**PROBLEM REQUIREMENTS:** Reproduce every entry below word for word, leaving out the pictures.

**DATA RECORDS:**
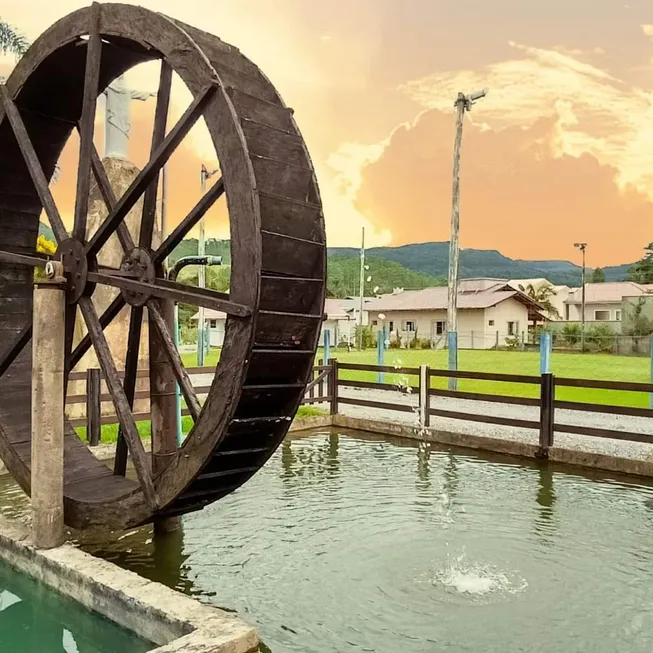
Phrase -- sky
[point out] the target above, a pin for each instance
(560, 150)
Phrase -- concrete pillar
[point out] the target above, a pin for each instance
(48, 410)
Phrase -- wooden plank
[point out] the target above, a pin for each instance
(33, 165)
(126, 203)
(129, 383)
(87, 122)
(375, 404)
(172, 354)
(158, 136)
(604, 408)
(604, 385)
(603, 433)
(120, 402)
(480, 396)
(485, 419)
(487, 376)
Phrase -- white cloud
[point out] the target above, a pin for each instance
(594, 111)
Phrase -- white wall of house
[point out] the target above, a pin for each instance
(596, 312)
(477, 328)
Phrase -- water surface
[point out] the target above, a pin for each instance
(345, 544)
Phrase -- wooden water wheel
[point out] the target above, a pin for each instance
(276, 298)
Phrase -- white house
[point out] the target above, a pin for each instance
(489, 314)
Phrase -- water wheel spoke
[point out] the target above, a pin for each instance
(131, 371)
(172, 353)
(120, 401)
(87, 123)
(177, 292)
(109, 197)
(14, 350)
(196, 214)
(151, 170)
(105, 319)
(33, 165)
(158, 136)
(35, 260)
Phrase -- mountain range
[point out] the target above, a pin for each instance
(430, 260)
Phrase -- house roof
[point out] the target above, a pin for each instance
(606, 293)
(431, 299)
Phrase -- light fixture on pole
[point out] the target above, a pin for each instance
(201, 273)
(463, 103)
(582, 247)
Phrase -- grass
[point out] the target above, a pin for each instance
(605, 367)
(109, 432)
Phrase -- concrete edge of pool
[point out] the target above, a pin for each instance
(165, 617)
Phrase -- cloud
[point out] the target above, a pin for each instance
(519, 193)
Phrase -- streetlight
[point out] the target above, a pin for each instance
(582, 247)
(201, 273)
(463, 103)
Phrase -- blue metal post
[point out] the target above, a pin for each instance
(180, 431)
(452, 345)
(380, 350)
(651, 353)
(545, 353)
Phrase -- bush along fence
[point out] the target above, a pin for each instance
(329, 379)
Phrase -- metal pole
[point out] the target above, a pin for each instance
(362, 292)
(454, 249)
(48, 397)
(201, 274)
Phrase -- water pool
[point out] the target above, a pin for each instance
(347, 543)
(34, 619)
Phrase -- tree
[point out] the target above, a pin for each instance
(542, 296)
(12, 41)
(642, 271)
(598, 276)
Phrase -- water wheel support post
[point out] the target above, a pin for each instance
(48, 399)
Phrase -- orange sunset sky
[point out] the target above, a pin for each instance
(561, 149)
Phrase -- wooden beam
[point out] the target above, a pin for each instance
(172, 353)
(87, 124)
(158, 136)
(33, 165)
(120, 402)
(151, 170)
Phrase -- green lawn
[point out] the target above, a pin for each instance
(580, 366)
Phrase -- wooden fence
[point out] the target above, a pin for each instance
(327, 381)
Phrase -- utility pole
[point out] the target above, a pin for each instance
(201, 272)
(362, 293)
(582, 247)
(463, 103)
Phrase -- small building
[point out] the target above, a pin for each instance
(603, 301)
(489, 315)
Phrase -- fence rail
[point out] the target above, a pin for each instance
(324, 388)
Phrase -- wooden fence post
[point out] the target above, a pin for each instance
(93, 406)
(333, 385)
(547, 398)
(424, 396)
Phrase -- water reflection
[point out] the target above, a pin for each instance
(33, 619)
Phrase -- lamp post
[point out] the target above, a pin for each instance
(582, 247)
(463, 103)
(201, 273)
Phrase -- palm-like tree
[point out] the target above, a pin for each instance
(12, 41)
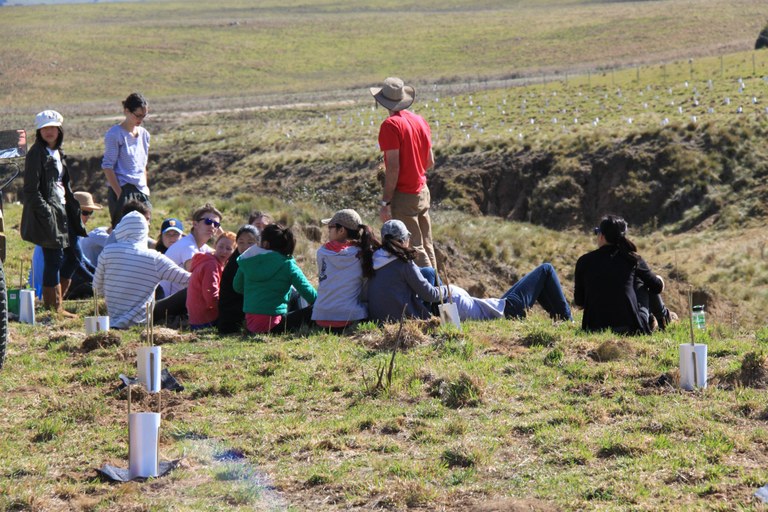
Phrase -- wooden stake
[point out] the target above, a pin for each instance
(693, 342)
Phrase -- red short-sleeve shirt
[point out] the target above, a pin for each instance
(410, 134)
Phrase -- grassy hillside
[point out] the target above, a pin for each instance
(92, 55)
(265, 106)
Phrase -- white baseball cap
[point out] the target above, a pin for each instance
(48, 118)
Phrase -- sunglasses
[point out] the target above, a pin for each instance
(210, 222)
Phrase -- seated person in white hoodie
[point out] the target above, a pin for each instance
(128, 272)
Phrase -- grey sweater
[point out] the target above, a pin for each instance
(396, 284)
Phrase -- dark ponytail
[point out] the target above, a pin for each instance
(135, 101)
(367, 242)
(614, 229)
(398, 248)
(279, 238)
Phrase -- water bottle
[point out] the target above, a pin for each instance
(698, 317)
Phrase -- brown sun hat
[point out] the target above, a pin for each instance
(347, 218)
(394, 95)
(86, 201)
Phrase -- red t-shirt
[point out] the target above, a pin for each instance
(410, 134)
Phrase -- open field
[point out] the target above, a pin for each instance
(243, 52)
(502, 414)
(265, 105)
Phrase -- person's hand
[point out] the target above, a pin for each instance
(385, 213)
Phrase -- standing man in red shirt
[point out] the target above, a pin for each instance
(406, 140)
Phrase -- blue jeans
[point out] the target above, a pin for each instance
(58, 264)
(540, 285)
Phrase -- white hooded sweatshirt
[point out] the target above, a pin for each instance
(128, 273)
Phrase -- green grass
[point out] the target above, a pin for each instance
(569, 431)
(495, 411)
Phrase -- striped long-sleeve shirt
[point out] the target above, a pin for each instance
(128, 273)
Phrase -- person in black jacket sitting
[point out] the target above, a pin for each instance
(615, 286)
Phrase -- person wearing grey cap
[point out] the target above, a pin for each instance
(398, 285)
(343, 265)
(51, 215)
(406, 140)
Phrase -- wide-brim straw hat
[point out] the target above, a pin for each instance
(394, 95)
(86, 201)
(48, 118)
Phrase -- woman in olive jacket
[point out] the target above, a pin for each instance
(51, 215)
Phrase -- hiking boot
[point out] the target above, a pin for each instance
(669, 317)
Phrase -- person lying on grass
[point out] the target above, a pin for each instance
(397, 283)
(265, 276)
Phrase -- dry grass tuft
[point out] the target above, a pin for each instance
(165, 336)
(102, 339)
(414, 334)
(754, 370)
(611, 350)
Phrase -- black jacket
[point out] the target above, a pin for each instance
(231, 314)
(44, 220)
(605, 282)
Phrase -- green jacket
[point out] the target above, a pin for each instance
(44, 220)
(265, 281)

**EXERCISE ANSWER:**
Phrase -- sky
[point out] the target above, a pin for each instance
(560, 150)
Phrase -- concrete pillar
[point out] the target above, a pin for each instance
(48, 410)
Phrase -- wooden plank
[point out] the target above, a pin for each instance
(33, 165)
(126, 203)
(129, 383)
(87, 122)
(375, 404)
(172, 354)
(158, 136)
(604, 408)
(604, 385)
(603, 433)
(120, 402)
(480, 396)
(485, 419)
(487, 376)
Phrase -- white cloud
[point out] the target above, a pin for each instance
(594, 111)
Phrase -- white wall of house
[point out] the target above, a pin for each instance
(596, 312)
(477, 328)
Phrase -- water surface
[point out] the target above, a pin for each instance
(345, 544)
Phrase -- wooden water wheel
[point out] the target above, a pin for each instance
(276, 298)
Phrase -- white house
[point out] the target above, a pin for each instance
(489, 314)
Phrase -- water wheel spoke
[point out] the target above, a pin for each instance
(131, 371)
(172, 353)
(120, 401)
(87, 123)
(177, 292)
(109, 197)
(14, 350)
(196, 214)
(151, 170)
(105, 319)
(33, 165)
(158, 136)
(35, 260)
Phrase -- mountain range
[point out] the target above, a pin for each instance
(430, 260)
Phrase -- house roof
[point out] the target above, a pin for each instance
(606, 293)
(431, 299)
Phrase -- light fixture on pole
[point out] the target above, a pin for each instance
(201, 273)
(463, 103)
(582, 247)
Phrase -- grass
[point out] the target above, a pin for each instance
(605, 367)
(109, 432)
Phrase -- concrete edge of pool
[point out] the target above, a pin for each instance
(165, 617)
Phrase -- cloud
[point out] the target above, a pin for each instance
(519, 193)
Phrase -- streetlight
[point out] the target above, a pin for each instance
(582, 247)
(201, 273)
(463, 103)
Phrase -- blue metal post
[point out] the target above, a pin for each instance
(180, 431)
(452, 345)
(380, 350)
(651, 353)
(545, 353)
Phrase -- bush along fence
[point out] the target above, a pin for each instance
(329, 379)
Phrase -- metal pole
[point out] the target above, a pin for each instance
(362, 292)
(454, 249)
(48, 397)
(201, 274)
Phrase -- water pool
[point out] the target above, a pin for each instance
(347, 543)
(34, 619)
Phrase -- tree
[point out] the target above, a pin for each instance
(542, 296)
(12, 41)
(642, 271)
(598, 276)
Phrase -- water wheel support post
[point out] the target above, a pin for each instance
(48, 399)
Phrase -- orange sunset sky
[point out] the target above, a pin for each instance
(561, 149)
Phrase -- wooden beam
[point out] the target above, a pin for each instance
(172, 353)
(87, 124)
(158, 136)
(33, 165)
(120, 402)
(151, 170)
Phrase -- green lawn
[point out] the target above, a pin for each instance
(580, 366)
Phrase -- wooden fence
[point out] the target above, a pin for each instance
(327, 381)
Phrase -- utility pole
[point out] the target above, a pin for each instance
(201, 272)
(362, 293)
(582, 247)
(463, 103)
Phrase -- small building
[point out] the target above, a pin for each instance
(603, 301)
(489, 315)
Phrase -- fence rail
[point out] the target above, a pin for each instance
(324, 388)
Phrase -- wooden fence post
[point out] the target above, a pin for each instance
(93, 406)
(333, 385)
(547, 398)
(424, 396)
Phrase -- water reflection
[point out] the target above, a pin for each instance
(33, 619)
Phrase -- lamp post
[point out] the target above, a pin for each instance
(582, 247)
(463, 103)
(201, 273)
Phrase -- palm-like tree
[point out] the target above, a pin for each instance
(12, 41)
Phrase -- wooden stake
[point out] the target above, a pin for each instance
(693, 342)
Phrase -- red short-sleeve shirt
[point out] the target above, a pin for each instance
(410, 134)
Phrase -- grassy hillside
[point out] the target above, a pin for each instance
(92, 55)
(265, 106)
Phrase -- white baseball cap
[point out] the target above, a pin for each instance
(48, 118)
Phrase -- sunglasses
[point out] the target above, a pin for each instance
(210, 222)
Phrase -- seated person in white hoodie
[point out] the target above, a pin for each instance
(128, 272)
Phrase -- grey sweater
[point out] the target above, a pin for each instance
(396, 284)
Phrase -- dark ponytail
[point out] the target above, a pin for each instance
(135, 101)
(367, 242)
(614, 229)
(398, 248)
(279, 238)
Phrase -- water bottle
[point out] the target above, a pin for each instance
(698, 317)
Phrase -- brown sun hat
[point out] the target above, a pin for each instance
(347, 218)
(394, 95)
(86, 201)
Phrase -- red t-shirt
[point out] the target above, a pin for each instance
(410, 134)
Phrase -- open field
[point out] the target above, a pin for each instance
(243, 52)
(502, 414)
(265, 105)
Phrase -- person's hand
[point out] the target above, a pin for each instance
(385, 213)
Phrase -- standing man in red shirt
[point out] the target above, a pin for each instance
(406, 140)
Phrase -- blue jeans
[point out] the target above, a pin for each instance
(58, 264)
(540, 285)
Phrase -- white hooded sweatshirt
[point out] the target above, a pin for each instance
(128, 273)
Phrase -- green grass
[point out] the target above, a pin for each instance
(569, 431)
(495, 411)
Phrase -- striped long-sleeve shirt
[point out] the target above, a pin for each instance
(128, 273)
Phrase -- person in black jacket sitting
[point out] the target above, a pin for each instance
(615, 286)
Phrase -- person wearing grey cap
[point out] the target above, a pin for each instance
(398, 285)
(343, 265)
(51, 215)
(406, 140)
Phrase -- wide-brim straw hat
[point out] the target above, a pin for each instance
(394, 95)
(86, 201)
(48, 118)
Phrase -- woman in olive jacket
[point out] the target above, a pin for each instance
(51, 215)
Phrase -- hiking boot
[point out] the target above, a pin for each instance
(669, 317)
Phrase -- person lying on grass
[point out] the target above, a pin for each instance
(397, 283)
(265, 276)
Phrase -- dry grass tuft
[point out] the target above, a pin for each instance
(165, 336)
(102, 339)
(414, 334)
(754, 370)
(611, 350)
Phrase -- black jacket
[point out] the target above, a pin for each instance
(231, 314)
(44, 220)
(605, 282)
Phrase -- green jacket
[point out] the target above, a pin for each instance
(44, 220)
(265, 281)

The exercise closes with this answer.